TRY IT
Transcribe the records that follow, preserving every word.

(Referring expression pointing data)
···

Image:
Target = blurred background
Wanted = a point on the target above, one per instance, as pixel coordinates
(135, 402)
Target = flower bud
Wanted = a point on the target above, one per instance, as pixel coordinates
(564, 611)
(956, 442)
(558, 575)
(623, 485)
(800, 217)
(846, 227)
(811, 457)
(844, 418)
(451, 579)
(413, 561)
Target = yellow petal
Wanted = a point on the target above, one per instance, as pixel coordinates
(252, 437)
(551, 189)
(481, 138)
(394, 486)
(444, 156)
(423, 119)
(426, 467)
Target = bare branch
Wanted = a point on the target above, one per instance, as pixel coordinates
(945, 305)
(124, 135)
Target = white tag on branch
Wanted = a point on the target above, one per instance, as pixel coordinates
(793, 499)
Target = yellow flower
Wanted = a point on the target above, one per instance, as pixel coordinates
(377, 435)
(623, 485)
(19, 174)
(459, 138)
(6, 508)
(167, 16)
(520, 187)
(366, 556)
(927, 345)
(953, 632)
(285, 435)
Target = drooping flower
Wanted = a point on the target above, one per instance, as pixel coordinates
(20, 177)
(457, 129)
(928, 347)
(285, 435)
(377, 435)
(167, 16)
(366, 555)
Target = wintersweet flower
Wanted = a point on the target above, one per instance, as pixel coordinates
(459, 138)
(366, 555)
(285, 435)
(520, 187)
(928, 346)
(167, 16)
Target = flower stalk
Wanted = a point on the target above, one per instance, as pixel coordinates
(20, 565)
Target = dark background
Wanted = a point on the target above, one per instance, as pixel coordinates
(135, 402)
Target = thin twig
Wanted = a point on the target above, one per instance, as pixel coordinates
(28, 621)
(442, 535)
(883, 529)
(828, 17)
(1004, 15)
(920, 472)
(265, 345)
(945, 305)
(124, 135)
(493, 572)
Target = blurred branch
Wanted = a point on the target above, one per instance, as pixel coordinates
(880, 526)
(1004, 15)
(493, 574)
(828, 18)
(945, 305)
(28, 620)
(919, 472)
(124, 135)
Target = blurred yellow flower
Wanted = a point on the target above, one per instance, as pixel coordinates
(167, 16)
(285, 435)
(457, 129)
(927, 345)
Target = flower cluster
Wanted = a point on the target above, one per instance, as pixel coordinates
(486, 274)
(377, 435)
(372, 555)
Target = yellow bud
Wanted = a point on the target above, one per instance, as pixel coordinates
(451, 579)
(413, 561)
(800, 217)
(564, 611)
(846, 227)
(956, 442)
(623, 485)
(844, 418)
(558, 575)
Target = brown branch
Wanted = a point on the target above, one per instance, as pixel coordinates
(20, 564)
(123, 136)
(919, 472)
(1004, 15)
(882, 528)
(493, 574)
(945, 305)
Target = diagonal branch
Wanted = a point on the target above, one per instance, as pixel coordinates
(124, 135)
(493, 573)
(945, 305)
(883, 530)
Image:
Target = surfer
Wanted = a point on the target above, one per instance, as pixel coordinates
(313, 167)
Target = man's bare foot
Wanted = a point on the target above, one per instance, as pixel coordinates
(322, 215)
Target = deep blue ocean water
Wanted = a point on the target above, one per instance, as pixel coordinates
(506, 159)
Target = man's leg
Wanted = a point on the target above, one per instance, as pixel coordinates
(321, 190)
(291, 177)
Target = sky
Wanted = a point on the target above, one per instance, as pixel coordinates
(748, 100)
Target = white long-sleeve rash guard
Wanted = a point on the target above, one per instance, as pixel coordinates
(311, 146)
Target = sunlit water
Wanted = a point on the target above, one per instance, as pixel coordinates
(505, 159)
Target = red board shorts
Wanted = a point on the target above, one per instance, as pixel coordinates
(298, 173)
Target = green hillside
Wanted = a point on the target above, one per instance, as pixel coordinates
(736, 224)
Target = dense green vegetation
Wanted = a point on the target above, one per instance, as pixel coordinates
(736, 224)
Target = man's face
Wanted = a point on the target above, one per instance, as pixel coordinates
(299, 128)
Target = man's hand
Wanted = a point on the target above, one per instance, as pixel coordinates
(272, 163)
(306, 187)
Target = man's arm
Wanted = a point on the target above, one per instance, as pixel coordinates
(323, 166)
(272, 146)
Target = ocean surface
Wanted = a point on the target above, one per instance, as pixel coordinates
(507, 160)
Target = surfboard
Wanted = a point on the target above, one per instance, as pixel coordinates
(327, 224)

···

SOLVED EXERCISE
Image:
Target = blurred background
Wanted = a point on the target above, one per instance, as pixel coordinates
(135, 402)
Target = flower bud
Wanted = a point on the target above, one per instance, as pixel coordinates
(564, 611)
(956, 442)
(558, 575)
(623, 485)
(800, 217)
(846, 227)
(811, 457)
(844, 418)
(451, 579)
(413, 561)
Target = yellow petal
Wanted = a point on the target above, one per instance, as pixel coordinates
(252, 437)
(551, 189)
(481, 138)
(394, 486)
(444, 156)
(423, 119)
(426, 467)
Target = bare branch
Wanted = a point on the target above, one per instance, as pixel coordinates
(945, 305)
(124, 135)
Target = white tag on branch
Wanted = a point on the target above, one per instance, as pixel coordinates
(793, 499)
Target = yellow flower
Wanted = a point on the target above, one per instance, as pixel coordinates
(377, 435)
(623, 485)
(19, 174)
(459, 138)
(6, 508)
(167, 16)
(520, 187)
(366, 556)
(927, 345)
(953, 632)
(285, 435)
Target = drooping flower
Wanted = a point on the target above, one per instance, as pixel coordinates
(20, 177)
(457, 129)
(928, 347)
(285, 435)
(377, 435)
(167, 16)
(366, 555)
Target = wintersweet flower
Wanted = a point on the target above, one per instance, as pixel coordinates
(459, 138)
(366, 555)
(285, 435)
(520, 187)
(928, 346)
(167, 16)
Target = flower stalk
Wanted = a point on the target above, one per instance, as pixel coordinates
(20, 565)
Target = dark background
Wanted = a point on the target above, one per instance, as pixel coordinates
(135, 402)
Target = thin twig
Wanted = a point on the target above, one per instance, as pixel coordinates
(28, 621)
(442, 535)
(883, 529)
(828, 17)
(1004, 15)
(920, 472)
(265, 345)
(945, 305)
(124, 135)
(493, 572)
Target = blurred branch
Wanted = a point on the target above, one per instance, as pixel coordinates
(880, 526)
(1004, 15)
(493, 574)
(828, 18)
(945, 305)
(28, 620)
(919, 472)
(124, 135)
Target = blurred yellow flower
Wanted = a point on the target above, one per instance, as pixel coordinates
(167, 16)
(285, 435)
(457, 129)
(927, 345)
Target = flower cluster
Wanted = a point on the target above, one per instance, as pixel coordinates
(486, 274)
(377, 435)
(372, 555)
Target = yellow bud
Wanted = a point on the target above, one per instance, as pixel coordinates
(451, 579)
(413, 561)
(800, 217)
(564, 611)
(846, 227)
(956, 442)
(623, 485)
(844, 418)
(558, 575)
Target = brown branch
Wanted = a point on the target above, one per instance, as pixel coordinates
(20, 564)
(123, 136)
(919, 472)
(1004, 15)
(882, 528)
(493, 574)
(945, 305)
Target = diagonal branch
Wanted = a point on the target above, one per instance, as pixel coordinates
(124, 135)
(493, 573)
(945, 305)
(883, 530)
Image:
Target = surfer
Wanted = a point on the target above, one per instance, as pixel coordinates
(313, 167)
Target = man's bare foot
Wanted = a point on the target above, one per instance, as pixel coordinates
(322, 215)
Target = deep blue ocean water
Wanted = a point on the target above, one per instance, as pixel coordinates
(506, 159)
Target = man's leg
Wanted = a point on the target above, one per instance, as pixel coordinates
(321, 190)
(291, 177)
Target = sky
Wanted = a point on the target above, one per instance, as pixel coordinates
(748, 100)
Target = white long-sleeve rash guard
Wanted = a point on the target above, one per instance, as pixel coordinates
(311, 146)
Target = sunlit water
Wanted = a point on the target above, one per instance, as pixel coordinates
(505, 159)
Target = red board shorts
Wanted = a point on the target above, one per instance, as pixel coordinates
(298, 173)
Target = green hillside
Wanted = a point on the target above, one per instance, as pixel coordinates
(736, 224)
Target = dense green vegetation
Wanted = a point on the target above, one per instance, as pixel coordinates
(736, 224)
Target = man's face
Wanted = a point on the target above, one per instance, as pixel coordinates
(299, 128)
Target = man's hand
Wanted = a point on the target above, one per instance, as pixel coordinates
(272, 163)
(306, 187)
Target = man's arm
Wanted = a point on the target above, one per instance, as pixel coordinates
(323, 166)
(272, 146)
Target = ocean surface
Wanted = a point on the target above, one per instance, as pixel coordinates
(507, 160)
Target = surfboard
Wanted = a point on the target above, one per instance, as pixel coordinates
(327, 224)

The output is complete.